++++ Selected text ++++
Minimally invasive surgery involves performing procedures through a series of small (less than a half-inch) incisions instead of a single large incision, which can be up to 24 inches long, depending on the type of surgery.
Procedures are performed with a combination of thin tubes with cameras, surgical instruments and retractors, making this approach possible. In robot-assisted procedures, the surgeon manipulates these thin tubes with robotic arms that perform procedures with precision and no risk of tremor.
The advantages of minimally invasive surgery include less postoperative pain, faster recovery and restoration and reduced incisional complications compared to traditional open surgery. For surgeons, the minimally invasive approach allows for improved visibility due to better lighting and magnification with the cameras. Since each person operating can visualize the area of interest equally, there is potentially greater safety with this approach than with open surgery.
There are very few additional risks to minimally invasive surgery. Most patients tolerate minimally invasive procedures far better than they would traditional open surgical procedures. It is important to discuss health issues with your physician prior to undergoing surgery of any kind.
++++ Excerpted records ++++
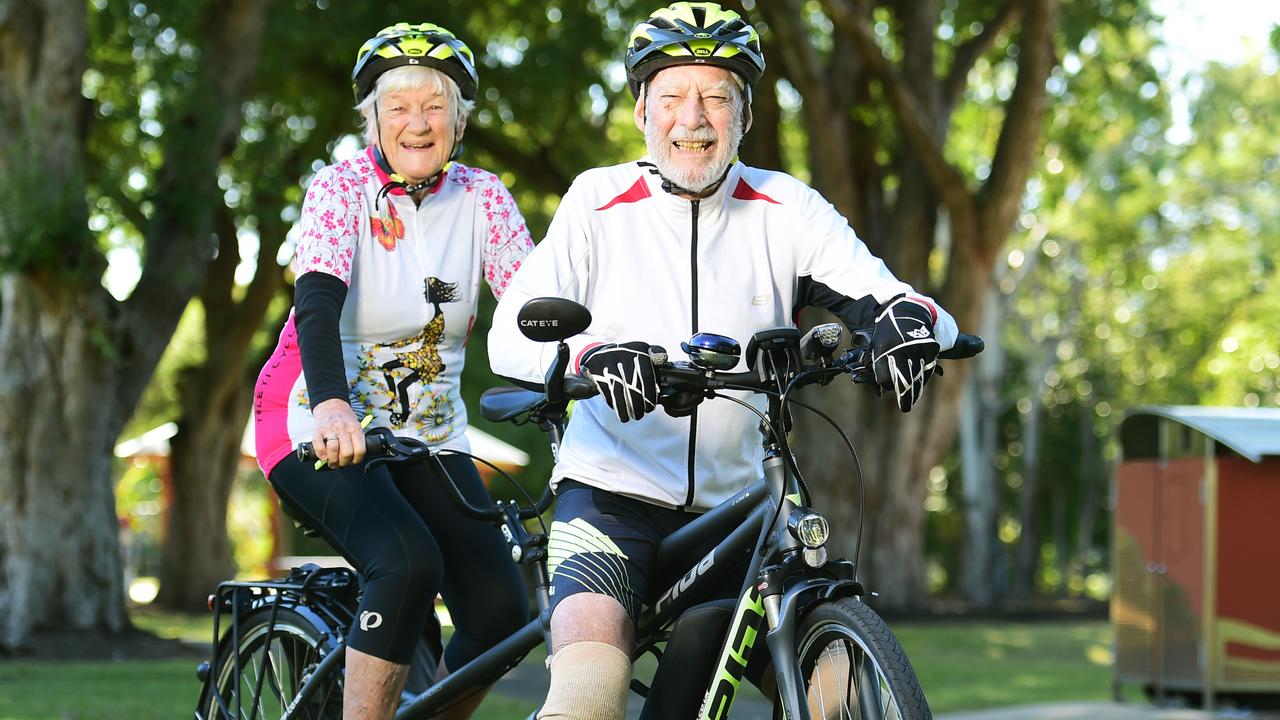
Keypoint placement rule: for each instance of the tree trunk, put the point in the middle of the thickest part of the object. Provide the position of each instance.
(204, 459)
(76, 360)
(59, 546)
(1027, 563)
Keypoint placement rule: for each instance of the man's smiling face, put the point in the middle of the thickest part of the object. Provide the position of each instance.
(691, 117)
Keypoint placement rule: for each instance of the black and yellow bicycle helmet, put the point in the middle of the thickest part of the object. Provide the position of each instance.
(407, 44)
(688, 33)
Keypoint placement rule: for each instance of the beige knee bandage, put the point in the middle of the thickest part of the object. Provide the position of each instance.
(589, 682)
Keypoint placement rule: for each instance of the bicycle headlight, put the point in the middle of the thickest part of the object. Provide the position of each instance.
(809, 528)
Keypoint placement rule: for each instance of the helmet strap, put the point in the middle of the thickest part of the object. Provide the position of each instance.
(397, 181)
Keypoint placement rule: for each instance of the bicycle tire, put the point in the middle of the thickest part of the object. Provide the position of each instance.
(274, 661)
(854, 668)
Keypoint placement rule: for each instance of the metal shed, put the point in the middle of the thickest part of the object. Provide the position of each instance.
(1196, 552)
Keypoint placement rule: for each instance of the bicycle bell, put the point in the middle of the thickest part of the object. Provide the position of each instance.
(712, 351)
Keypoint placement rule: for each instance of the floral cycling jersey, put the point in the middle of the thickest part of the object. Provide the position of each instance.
(412, 274)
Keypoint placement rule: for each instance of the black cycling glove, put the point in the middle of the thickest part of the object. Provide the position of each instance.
(624, 374)
(904, 350)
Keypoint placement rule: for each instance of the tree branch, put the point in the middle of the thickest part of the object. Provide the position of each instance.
(1019, 136)
(950, 183)
(968, 53)
(199, 133)
(127, 206)
(534, 167)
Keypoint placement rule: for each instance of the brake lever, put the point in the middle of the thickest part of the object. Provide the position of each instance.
(392, 447)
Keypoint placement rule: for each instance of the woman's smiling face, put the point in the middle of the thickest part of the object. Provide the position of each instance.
(416, 131)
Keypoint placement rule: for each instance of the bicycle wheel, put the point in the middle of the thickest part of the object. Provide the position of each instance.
(274, 662)
(854, 668)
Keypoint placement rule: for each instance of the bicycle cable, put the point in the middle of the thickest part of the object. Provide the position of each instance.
(533, 504)
(862, 484)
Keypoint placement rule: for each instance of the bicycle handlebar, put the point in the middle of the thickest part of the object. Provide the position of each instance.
(383, 446)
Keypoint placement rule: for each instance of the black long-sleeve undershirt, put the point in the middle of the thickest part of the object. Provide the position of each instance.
(318, 299)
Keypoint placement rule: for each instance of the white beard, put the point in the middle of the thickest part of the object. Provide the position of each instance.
(700, 176)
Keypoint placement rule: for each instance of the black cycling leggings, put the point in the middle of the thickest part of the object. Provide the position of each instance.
(408, 541)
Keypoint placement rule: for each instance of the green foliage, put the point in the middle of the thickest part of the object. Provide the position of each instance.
(42, 224)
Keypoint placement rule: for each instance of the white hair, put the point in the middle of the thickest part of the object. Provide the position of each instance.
(412, 77)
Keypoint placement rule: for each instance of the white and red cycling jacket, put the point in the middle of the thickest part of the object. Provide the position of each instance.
(657, 268)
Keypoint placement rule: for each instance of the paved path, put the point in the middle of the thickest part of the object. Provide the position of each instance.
(1100, 711)
(529, 680)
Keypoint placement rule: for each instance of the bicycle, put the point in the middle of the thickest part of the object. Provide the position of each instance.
(832, 655)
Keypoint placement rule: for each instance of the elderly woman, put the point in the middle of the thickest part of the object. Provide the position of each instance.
(392, 246)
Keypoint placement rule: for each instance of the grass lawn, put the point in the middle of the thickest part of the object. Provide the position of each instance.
(970, 665)
(963, 665)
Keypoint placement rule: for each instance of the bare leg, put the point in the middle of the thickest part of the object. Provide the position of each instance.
(373, 687)
(590, 664)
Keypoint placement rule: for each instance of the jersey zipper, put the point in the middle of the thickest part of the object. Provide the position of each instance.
(693, 418)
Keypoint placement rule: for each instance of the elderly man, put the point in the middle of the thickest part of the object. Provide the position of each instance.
(681, 241)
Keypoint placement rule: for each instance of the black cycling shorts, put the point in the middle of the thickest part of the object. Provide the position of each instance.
(408, 541)
(606, 543)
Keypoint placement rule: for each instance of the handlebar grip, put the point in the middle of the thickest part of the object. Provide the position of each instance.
(967, 346)
(375, 445)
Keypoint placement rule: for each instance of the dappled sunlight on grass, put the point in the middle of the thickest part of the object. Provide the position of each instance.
(1101, 655)
(968, 665)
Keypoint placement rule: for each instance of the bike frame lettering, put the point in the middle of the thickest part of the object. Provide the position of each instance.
++++
**Brief 1**
In the text on minimally invasive surgery, how long can a single large incision be?
**Brief 2**
Rewrite the paragraph of the minimally invasive surgery text that begins "The advantages of minimally invasive surgery include" as a short bulleted list, keeping its main facts.
**Brief 3**
Continue the text on minimally invasive surgery from the point where it ends.

**Answer space 1**
Up to 24 inches, depending on the type of surgery.

**Answer space 2**
- Compared with traditional open surgery, patients have less postoperative pain, faster recovery and restoration, and fewer incisional complications.
- Cameras give surgeons better lighting and magnification, which improves visibility.
- Everyone operating can see the area of interest equally well, so the approach is potentially safer than open surgery.

**Answer space 3**
Most surgical procedures can be performed with a minimally invasive approach. This involves operations removing or reconstructing the esophagus, stomach, gall bladder, liver, spleen, pancreas, small and large intestine, appendix, adrenal glands, kidneys, bladder, and male and female genitourinary organs.
Single laparoscopic incision transabdominal surgery (SLITS) and Natural Orifice Translumenal Endoscopic Surgery (NOTES) are areas of active research in Minimally Invasive Surgery. SLITS allows for minimally invasive procedures to be completed through a single site on the abdominal wall further reducing the incisional morbidity associated with surgery. In some cases, the incision is buried in the umbilicus and is invisible after the operation. Currently, SLITS is used for operations involving gall bladder removal, gastric banding, sleeve gastrectomy, and appendectomy.